## Exercise objective
The whole answer is the data below, retyped exactly.

[Start of section]

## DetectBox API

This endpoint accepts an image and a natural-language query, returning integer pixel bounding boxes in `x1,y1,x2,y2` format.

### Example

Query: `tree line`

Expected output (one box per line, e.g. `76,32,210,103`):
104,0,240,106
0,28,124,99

[End of section]

## The answer
## DetectBox API

This endpoint accepts an image and a natural-language query, returning integer pixel bounding boxes in `x1,y1,x2,y2` format.

### Example

Query: `tree line`

Expected output (one box per line, e.g. `76,32,210,103`):
104,0,240,106
0,28,124,99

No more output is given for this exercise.